» Objectifs:
- A) Répondez d'après l'extrait fourni :
(i) En quelle année la BCE a-t-elle pris le chemin d'une politique véritablement non conventionnelle ?
(ii) Vers quel niveau l'euro a-t-il rebondi contre le dollar au premier semestre 2014 ?
(iii) Autour de quel niveau se situe le point bas atteint par l'euro en 2015 ?
- B) Relevez, s'il vous plaît, dans l'extrait fourni, le passage qui commence par « Rémi Bourgeot : La » et va jusqu'à « et de Schäuble). ».

» Extrait fourni:

------------------------------------------------------------------------

Rémi Bourgeot : La cause de cette hausse réside d’abord dans la faiblesse du taux de change de l’euro au regard du modèle de surplus commerciaux tous azimuts qui se développe dans le contexte de ce que l’on pourrait nommer « étalon Euromark » (ou pourquoi pas « D-Standard » dans la langue de Goethe et de Schäuble).

La BCE n’a concrètement pris le chemin d’une politique véritablement non-conventionnelle qu’en 2014. Quand en juillet 2012, Draghi suscite l’extase des acteurs de marché avec son discours de soutien à l’euro, son action est purement rhétorique : il évoque des achats illimités pour causer l’effondrement des taux d’intérêt des pays dits « périphériques », mais rien n’est véritablement mis en place. Cela permet effectivement d’abaisser les taux d’emprunt des Etats, mais simultanément cela fait violement rebondir l’euro de niveaux autour de 1.20 contre le dollar vers près de 1.40 au premier semestre 2014.

Lorsque la BCE annonce le recours à des taux négatifs sur les dépôts des banques en 2014 puis son intention de mettre en place un programme d’achat de dette pour contrer les tendances déflationnistes, le taux de change de l’euro décroche brutalement et quasi-continûment pour atteindre en 2015 un point bas autour de 1.05 (ensuite revisité fin 2016). Pourquoi l’euro avait-il pu rebondir précédemment sur la base d’assurances purement verbales de Mario Draghi ? Parce que la zone euro, sur la base du modèle ultra-excédentaire allemand, voit ses excédents commerciaux croître depuis la crise, du fait de l’abaissement des coûts salariaux dans tous les pays frappés par la crise et des politiques d’austérité.

Le début d’annonce de normalisation de la politique monétaire par Draghi au cours des derniers mois a déclenché cette réappréciation du taux de change de l’euro. La sortie de récession après le pic de la crise de l’euro s’était fait alors que le taux de change de l’euro était largement plus élevé. Néanmoins la dévaluation massive orchestrée par la BCE, au moyen d’achats de dette massifs, a permis de donner un support supplémentaire à ce rebond de la conjoncture. La remontée de l’euro par rapport au dollar fort de Janet Yellen pénalise les exportations vers l’extérieur de la zone euro de la France et des autres pays. Mais plus encore que l’impact direct sur la croissance, cette remontée risque d’affecter l’inflation à la baisse alors que le QE de la BCE avait pour objectif de sortir la zone des tendances déflationnistes qui la traversent.

------------------------------------------------------------------------

» Données fournies:
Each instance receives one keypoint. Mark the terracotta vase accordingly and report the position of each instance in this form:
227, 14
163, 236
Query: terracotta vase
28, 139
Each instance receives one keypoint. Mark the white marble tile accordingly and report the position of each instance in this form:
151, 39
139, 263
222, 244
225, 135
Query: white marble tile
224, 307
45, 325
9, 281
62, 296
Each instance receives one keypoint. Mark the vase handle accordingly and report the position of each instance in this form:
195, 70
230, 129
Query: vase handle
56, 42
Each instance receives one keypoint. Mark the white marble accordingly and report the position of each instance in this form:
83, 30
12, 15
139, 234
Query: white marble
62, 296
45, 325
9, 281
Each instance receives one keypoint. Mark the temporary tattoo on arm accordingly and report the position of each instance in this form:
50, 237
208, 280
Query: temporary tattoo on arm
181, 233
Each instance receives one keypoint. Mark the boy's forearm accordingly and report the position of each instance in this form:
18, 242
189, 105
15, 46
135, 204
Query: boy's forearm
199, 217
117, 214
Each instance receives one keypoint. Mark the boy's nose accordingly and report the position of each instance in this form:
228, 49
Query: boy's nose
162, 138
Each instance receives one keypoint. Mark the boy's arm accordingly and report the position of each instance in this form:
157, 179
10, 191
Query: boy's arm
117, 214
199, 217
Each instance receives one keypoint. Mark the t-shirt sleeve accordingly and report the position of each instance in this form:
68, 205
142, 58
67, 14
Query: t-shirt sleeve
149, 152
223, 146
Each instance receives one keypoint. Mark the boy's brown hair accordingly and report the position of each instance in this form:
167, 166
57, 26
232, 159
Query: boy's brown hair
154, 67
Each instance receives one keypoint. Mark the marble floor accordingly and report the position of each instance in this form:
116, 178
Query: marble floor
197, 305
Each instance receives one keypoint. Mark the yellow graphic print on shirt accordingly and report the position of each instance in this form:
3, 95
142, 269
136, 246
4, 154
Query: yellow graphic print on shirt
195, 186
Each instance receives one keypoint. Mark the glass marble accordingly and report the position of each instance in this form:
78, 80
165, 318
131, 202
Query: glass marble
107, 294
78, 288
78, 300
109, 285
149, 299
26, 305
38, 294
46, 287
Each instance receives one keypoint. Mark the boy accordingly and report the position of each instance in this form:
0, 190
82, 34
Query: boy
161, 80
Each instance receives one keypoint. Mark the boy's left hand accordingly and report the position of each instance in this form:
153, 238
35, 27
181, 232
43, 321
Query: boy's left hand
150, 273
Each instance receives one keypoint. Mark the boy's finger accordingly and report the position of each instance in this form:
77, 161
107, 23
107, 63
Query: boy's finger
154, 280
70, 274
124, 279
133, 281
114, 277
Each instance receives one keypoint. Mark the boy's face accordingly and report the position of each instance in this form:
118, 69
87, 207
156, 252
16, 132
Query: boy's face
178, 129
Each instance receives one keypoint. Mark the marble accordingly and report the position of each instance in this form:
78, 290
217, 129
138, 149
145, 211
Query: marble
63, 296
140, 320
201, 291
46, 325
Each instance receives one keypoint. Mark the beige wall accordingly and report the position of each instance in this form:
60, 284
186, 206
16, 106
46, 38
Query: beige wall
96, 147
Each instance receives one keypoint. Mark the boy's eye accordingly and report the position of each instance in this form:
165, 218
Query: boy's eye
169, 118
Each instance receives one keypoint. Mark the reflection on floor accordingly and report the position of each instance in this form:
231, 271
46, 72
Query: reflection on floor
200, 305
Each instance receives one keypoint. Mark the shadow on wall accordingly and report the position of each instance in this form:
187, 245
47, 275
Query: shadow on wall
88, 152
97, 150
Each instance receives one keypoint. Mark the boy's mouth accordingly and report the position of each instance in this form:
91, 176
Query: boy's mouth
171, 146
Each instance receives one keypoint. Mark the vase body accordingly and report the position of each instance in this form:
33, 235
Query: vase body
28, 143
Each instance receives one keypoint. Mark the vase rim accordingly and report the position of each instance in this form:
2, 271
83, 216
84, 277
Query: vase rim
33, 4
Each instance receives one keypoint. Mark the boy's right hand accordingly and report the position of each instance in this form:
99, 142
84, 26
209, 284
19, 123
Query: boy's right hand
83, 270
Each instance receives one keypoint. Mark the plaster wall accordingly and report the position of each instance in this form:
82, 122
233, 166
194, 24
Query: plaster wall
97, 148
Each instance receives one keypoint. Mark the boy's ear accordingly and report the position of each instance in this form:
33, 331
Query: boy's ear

------------------------------------------------------------------------

» Corrigé:
- A)
(i) En 2014.
(ii) Vers près de 1.40.
(iii) Autour de 1.05.

- B)
Rémi Bourgeot : La cause de cette hausse réside d’abord dans la faiblesse du taux de change de l’euro au regard du modèle de surplus commerciaux tous azimuts qui se développe dans le contexte de ce que l’on pourrait nommer « étalon Euromark » (ou pourquoi pas « D-Standard » dans la langue de Goethe et de Schäuble).